> [WHAT TO DO] Extract the complete data exactly as given.

Collection entries:
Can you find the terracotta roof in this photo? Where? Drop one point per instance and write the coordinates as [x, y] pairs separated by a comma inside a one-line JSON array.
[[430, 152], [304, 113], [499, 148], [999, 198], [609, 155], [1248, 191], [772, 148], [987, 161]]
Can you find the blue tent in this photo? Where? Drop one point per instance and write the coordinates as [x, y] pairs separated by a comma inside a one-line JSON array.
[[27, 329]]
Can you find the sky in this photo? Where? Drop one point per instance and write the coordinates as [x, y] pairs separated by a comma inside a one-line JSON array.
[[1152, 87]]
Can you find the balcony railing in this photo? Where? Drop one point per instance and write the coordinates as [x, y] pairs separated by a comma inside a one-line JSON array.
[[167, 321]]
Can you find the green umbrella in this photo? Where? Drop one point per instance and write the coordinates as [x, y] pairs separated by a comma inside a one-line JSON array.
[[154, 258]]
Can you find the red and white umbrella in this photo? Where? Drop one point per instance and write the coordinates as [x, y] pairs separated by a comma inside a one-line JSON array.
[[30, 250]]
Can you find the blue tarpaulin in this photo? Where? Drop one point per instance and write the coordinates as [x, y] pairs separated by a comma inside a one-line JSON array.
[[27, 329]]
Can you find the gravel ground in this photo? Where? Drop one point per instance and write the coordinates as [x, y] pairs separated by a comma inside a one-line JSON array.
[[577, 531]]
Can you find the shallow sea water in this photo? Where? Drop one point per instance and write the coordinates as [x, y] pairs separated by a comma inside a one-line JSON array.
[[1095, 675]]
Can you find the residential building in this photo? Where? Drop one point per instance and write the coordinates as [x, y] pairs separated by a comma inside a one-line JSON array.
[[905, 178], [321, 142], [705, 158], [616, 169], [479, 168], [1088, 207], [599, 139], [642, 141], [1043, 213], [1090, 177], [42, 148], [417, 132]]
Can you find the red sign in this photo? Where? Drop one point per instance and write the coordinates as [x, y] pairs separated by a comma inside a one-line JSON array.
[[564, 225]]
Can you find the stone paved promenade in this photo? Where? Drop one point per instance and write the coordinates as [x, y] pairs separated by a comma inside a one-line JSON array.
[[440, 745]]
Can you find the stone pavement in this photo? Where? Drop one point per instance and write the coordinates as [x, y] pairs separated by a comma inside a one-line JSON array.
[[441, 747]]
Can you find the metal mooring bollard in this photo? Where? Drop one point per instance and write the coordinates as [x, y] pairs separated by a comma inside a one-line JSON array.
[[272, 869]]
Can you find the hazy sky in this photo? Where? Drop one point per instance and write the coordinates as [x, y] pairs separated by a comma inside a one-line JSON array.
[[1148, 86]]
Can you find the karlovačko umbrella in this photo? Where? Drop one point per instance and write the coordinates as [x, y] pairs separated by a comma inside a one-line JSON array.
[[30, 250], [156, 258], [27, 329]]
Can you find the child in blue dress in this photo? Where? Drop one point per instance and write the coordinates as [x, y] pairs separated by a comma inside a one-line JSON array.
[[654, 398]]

> [THE ANSWER]
Can you find the terracotta roof in this photo? Where? Drop one point per instance and write the coordinates as [x, y] pairs separated by a comma inside a one-line JSON array.
[[430, 152], [304, 113], [499, 148], [999, 198], [609, 155], [1248, 191], [772, 148], [987, 161]]
Can you find the blue tent in this photo? Where? Drop one point per instance and write the coordinates as [x, y] pairs separated by a comma inside a one-line JSON array.
[[27, 329]]
Can you find the sky in this photo? Where? Drop one point per instance and write the coordinates as [x, y] pairs separated by a comma inside a one-line JSON array.
[[1152, 87]]
Can you find the balcony railing in this photo? Where? Drop one point per instance and write the coordinates as [x, y] pairs separated by a comma inside a one-line JSON array.
[[167, 321]]
Can you find the green umbrella in this photo? Where? Drop one point per instance and write the coordinates as [x, y] pairs separated by a comma inside a one-line JSON array.
[[154, 258]]
Can you find the red and white umbrella in this photo? Where? Drop one point per instance and write the coordinates as [x, y] pairs separated by a comma inside a one-line JSON array.
[[30, 250]]
Can you find the blue tarpaulin in this photo? Where? Drop one point per instance and write the coordinates as [x, y] pairs separated by a comma inside a one-line JSON array.
[[27, 329]]
Can you find the gravel ground in this photo? Where? Drop one point per instance and write the coordinates as [x, y] pairs separated by a comma inside a one-line JSON array.
[[577, 531]]
Can you find the shallow sea water in this photo? Where? Drop one point per instance and write the coordinates as [x, y] pairs separated by a comma inside a one-line JSON array.
[[1095, 675]]
Can you find the residential building in this photo? Where? Drop one point per instance and write the coordinates as [x, y] pairs separated by a comma inside a one-line JSON array.
[[905, 178], [321, 142], [705, 158], [616, 169], [479, 168], [1088, 207], [599, 139], [642, 141], [1043, 213], [1090, 177], [42, 148], [417, 132]]
Can you find the red sign in this photo? Where? Drop one point per instance and write the coordinates as [x, y] pairs separated by a comma inside a one-line JSON array.
[[564, 225]]
Can you find the stone paved promenade in this photo? Where? Drop one point per instance and write the coordinates as [x, y] pairs separated by a comma inside a one-line JSON array.
[[440, 745]]
Can you find the stone pavement in this photo? Where? Drop one point per instance and write the coordinates as [x, y] pairs separated by a comma inside a one-line JSON array.
[[441, 747]]
Can you find the metal mooring bollard in this photo? Where? Drop one point per instance and write the coordinates as [x, y] pairs separated by a comma inside a one-line JSON array.
[[272, 869]]
Can you find the hazy sky in this photo? Where? Drop one point per instance and write the coordinates as [x, y] pairs separated by a comma inside a one-line JSON array.
[[1148, 86]]
Can you find the karlovačko umbrella in this photo? Where? Drop one point per instance and write the coordinates as [x, y] pairs separated by a comma inside a one-line JSON array.
[[30, 250], [156, 258], [27, 329]]
Can you find the child in blue dress in this photo? Where? Drop one point per instance and write the coordinates as [x, y] pairs separated by a comma inside a one-line JSON array.
[[654, 398]]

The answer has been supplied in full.